__About this task__. When you find the line with "positive clicks: (447, 122) (446, 125)" among the records below, reproduce it and each line after it exactly, ending with the line with "box: [196, 294, 451, 332]".

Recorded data
━━━━━━━━━━━━━━━━

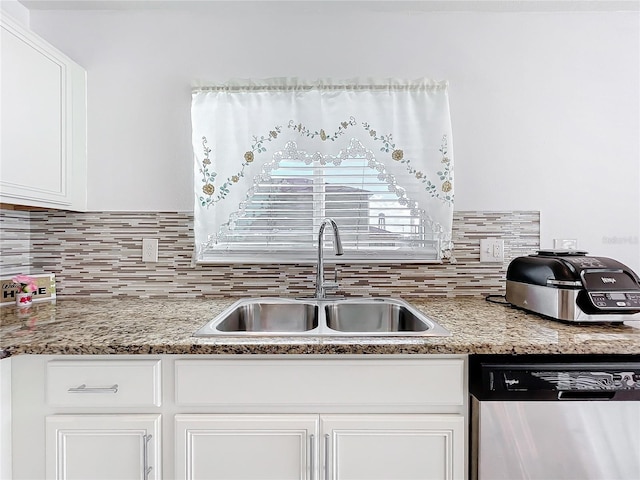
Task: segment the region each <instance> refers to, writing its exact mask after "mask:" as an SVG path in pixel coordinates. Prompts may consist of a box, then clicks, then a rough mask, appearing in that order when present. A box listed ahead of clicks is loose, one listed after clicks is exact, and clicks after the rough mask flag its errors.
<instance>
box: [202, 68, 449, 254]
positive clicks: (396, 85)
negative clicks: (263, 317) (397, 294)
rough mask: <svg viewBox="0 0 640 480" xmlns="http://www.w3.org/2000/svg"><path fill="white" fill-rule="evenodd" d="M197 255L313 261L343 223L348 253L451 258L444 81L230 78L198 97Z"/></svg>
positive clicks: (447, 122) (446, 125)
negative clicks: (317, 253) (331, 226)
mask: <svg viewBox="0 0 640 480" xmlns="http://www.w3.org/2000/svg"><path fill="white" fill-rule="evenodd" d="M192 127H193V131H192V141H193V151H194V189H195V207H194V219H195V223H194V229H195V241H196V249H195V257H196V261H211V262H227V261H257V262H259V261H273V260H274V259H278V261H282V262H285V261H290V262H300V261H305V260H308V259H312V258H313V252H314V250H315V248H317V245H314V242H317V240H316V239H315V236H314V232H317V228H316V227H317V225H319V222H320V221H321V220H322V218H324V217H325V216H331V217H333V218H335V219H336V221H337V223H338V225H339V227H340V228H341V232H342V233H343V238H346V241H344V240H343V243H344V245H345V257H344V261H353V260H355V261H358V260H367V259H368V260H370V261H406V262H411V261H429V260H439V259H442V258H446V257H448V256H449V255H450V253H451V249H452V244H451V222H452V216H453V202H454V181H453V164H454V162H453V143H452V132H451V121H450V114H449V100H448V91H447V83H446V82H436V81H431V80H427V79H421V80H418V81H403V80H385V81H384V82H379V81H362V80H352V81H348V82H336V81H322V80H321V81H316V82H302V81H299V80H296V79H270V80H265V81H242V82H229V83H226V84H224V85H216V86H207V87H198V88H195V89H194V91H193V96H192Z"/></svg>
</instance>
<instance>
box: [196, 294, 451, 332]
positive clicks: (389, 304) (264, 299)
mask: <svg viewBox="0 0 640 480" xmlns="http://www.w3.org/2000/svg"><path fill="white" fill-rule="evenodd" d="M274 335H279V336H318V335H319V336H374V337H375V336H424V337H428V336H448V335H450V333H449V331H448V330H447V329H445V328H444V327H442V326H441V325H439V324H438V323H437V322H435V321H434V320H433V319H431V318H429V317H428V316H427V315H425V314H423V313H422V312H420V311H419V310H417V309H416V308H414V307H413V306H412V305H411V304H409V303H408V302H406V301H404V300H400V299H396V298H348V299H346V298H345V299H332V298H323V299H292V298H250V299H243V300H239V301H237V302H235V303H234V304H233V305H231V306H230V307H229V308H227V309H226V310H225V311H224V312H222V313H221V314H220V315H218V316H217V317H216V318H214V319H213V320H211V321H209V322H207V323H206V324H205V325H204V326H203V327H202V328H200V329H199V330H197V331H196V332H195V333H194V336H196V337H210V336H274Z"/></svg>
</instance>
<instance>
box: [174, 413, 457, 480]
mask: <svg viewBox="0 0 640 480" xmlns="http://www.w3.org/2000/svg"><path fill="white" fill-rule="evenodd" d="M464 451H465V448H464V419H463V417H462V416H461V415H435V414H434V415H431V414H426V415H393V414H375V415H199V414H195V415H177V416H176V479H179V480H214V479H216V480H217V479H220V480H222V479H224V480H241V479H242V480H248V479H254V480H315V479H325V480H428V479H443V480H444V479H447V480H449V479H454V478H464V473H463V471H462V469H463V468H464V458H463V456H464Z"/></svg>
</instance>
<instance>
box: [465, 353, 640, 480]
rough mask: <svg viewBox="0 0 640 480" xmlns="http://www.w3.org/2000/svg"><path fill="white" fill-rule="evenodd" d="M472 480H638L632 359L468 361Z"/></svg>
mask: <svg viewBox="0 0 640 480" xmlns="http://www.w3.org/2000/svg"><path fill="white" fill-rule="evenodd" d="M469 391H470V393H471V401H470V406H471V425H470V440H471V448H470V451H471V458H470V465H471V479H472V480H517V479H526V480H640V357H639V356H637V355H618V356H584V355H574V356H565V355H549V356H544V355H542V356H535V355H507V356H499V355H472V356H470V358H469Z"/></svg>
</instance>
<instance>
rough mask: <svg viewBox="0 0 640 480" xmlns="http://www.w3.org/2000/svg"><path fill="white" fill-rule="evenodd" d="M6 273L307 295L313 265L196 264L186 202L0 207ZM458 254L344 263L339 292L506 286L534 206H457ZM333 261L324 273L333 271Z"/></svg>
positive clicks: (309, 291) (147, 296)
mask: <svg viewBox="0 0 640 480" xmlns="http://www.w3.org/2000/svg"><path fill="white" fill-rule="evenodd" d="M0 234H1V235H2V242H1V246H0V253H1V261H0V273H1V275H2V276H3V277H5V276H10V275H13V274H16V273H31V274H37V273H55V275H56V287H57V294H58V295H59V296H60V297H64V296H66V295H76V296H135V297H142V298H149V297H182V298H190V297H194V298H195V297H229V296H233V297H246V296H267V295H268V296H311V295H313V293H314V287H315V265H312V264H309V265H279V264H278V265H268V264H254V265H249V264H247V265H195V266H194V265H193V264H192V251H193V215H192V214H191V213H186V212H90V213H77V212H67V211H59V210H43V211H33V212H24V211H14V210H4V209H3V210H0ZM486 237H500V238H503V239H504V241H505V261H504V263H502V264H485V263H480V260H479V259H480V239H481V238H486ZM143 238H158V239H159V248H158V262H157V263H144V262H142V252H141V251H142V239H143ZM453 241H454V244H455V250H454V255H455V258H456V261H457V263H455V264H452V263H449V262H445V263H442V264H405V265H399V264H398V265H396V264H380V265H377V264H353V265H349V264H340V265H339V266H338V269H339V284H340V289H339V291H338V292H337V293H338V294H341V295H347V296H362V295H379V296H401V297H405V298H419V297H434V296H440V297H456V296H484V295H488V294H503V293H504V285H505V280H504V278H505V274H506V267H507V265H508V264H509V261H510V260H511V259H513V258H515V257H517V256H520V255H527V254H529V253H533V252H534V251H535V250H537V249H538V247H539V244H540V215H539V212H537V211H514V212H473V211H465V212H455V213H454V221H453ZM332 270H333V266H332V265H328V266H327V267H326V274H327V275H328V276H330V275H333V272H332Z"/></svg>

━━━━━━━━━━━━━━━━

__Exercise output__.
positive clicks: (447, 122) (446, 125)
negative clicks: (317, 253) (331, 226)
mask: <svg viewBox="0 0 640 480" xmlns="http://www.w3.org/2000/svg"><path fill="white" fill-rule="evenodd" d="M192 127H193V131H192V141H193V151H194V189H195V207H194V219H195V223H194V229H195V241H196V249H195V257H196V261H211V262H227V261H257V262H259V261H273V260H274V259H278V261H282V262H285V261H290V262H300V261H305V260H308V259H312V258H313V252H314V250H315V248H317V245H314V242H317V240H316V239H315V236H314V232H317V228H316V227H317V225H319V222H320V221H321V220H322V218H324V217H325V216H331V217H333V218H335V219H336V221H337V223H338V225H339V227H340V228H341V232H342V233H343V238H346V241H344V240H343V243H344V245H345V257H344V261H353V260H355V261H358V260H367V259H368V260H370V261H406V262H411V261H429V260H439V259H442V258H446V257H448V256H449V255H450V253H451V249H452V244H451V222H452V216H453V202H454V181H453V164H454V162H453V143H452V132H451V121H450V114H449V100H448V91H447V83H446V82H436V81H431V80H427V79H421V80H418V81H403V80H385V81H384V82H379V81H362V80H352V81H348V82H336V81H322V80H321V81H316V82H302V81H299V80H296V79H270V80H265V81H242V82H229V83H226V84H224V85H216V86H207V87H198V88H195V89H194V91H193V96H192Z"/></svg>
</instance>
<instance>
box: [196, 294, 451, 332]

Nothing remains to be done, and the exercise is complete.